> Work task
Continue the essay on Song of Solomon 8:6-7, "The Consuming Fire," from the point where it stops.

> Page extract
· · · · · · ·
Sunday, April 2, 2006

The Consuming Fire

The passage of interest in this article can be viewed from multiple angles. Some interpret it to be the bride speaking, some the bridegroom. Being poetry, I think it's equally valid to see it from either perspective as they both provide useful insights. The line leading up to this passage says 'Who is this coming up from the wilderness, leaning on her beloved?' The bride and bridegroom are so close that it?s hard to distinguish between them. This may be why this passage is so hard to assign a speaker to. It's like a duet, where they're both singing the same words to express their heart. For the purposes of this essay I'm going to approach it as if the bride is speaking to her groom.

Song of Solomon 8:6-7
Set me like a seal on your heart,
like a seal on your arm;
for love is as strong as death,
its jealousy unyielding as the grave.
It burns like blazing fire,
like a mighty flame.
No amount of water can quench love;
torrents cannot drown it!
If one were to give all the wealth of his house for love,
it would be utterly scorned.
Herein we see the love of God expressed as a consuming fire. The Shulamite is saying 'Sear my countenance into your heart. Engrave my name on your arm stretched out for me. Your love is a violent flame that cannot be quenched and I want to know its power in my heart.' Rivers of water cannot quench this fire. I think of an underwater crack in the earth's crust where liquid rock flows out from the center of the planet. All the water of the ocean cannot cool the fire deep within.

Just like the Shulamite, it's our heart's cry to love and be loved fervently. But in order to give our hearts over to this, we need to know that the one we're giving ourselves to is worthy of our trust. That person is Jesus.

One day two men were walking down the road. Their hopes and dreams had been crucified with Jesus a few days prior. They were confused, lost and wondering what to do next, like me at times. They had heard rumors of the resurrection, but they didn't know what to make of them. Their world was turned upside down as they traveled.
· · · · · · ·
> Data extracts
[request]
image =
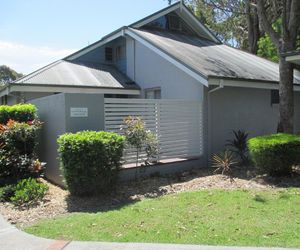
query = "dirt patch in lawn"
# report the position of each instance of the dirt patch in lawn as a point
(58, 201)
· · · · · · ·
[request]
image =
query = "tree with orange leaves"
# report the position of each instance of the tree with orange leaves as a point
· · · · · · ·
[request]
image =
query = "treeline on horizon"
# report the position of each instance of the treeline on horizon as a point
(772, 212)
· · · · · · ·
> Result
To this place of despair, in the loving kindness of God, the Lord himself shows up. He patiently takes them through the Old Testament and unfolds to them His identity. He shows them the loving God reaching out to humanity throughout history all the way to the cross. He gives them seeing eyes, hearing ears and understanding hearts. In the same way he does for me and so with them I can say with my first century brothers 'Did not my heart burn within me when He opened the scriptures to me?'[a]

Jesus comes to us just as he did them. Like Thomas, He shows us the wounds He received on the cross that pierced His side and arms. Out of love, we've been set as a seal upon His body. Within His heart burns a raging, violent fire of love, stronger than death, more unyielding than the grave. Our heart's cry is best met when we're touched by His holy flame and allow ourselves to be kindled by it. It's in this place that Jesus' prayer[b] that the same love the Father has for Jesus might also be in us is fulfilled. It's from this place that, like Thomas, we can fall at His feet, giving ourselves to Him in adoration and worship.

  1. See Luke 24:13-33 for the complete story.
  2. Part of Jesus' High Priestly Prayer in John 18:21.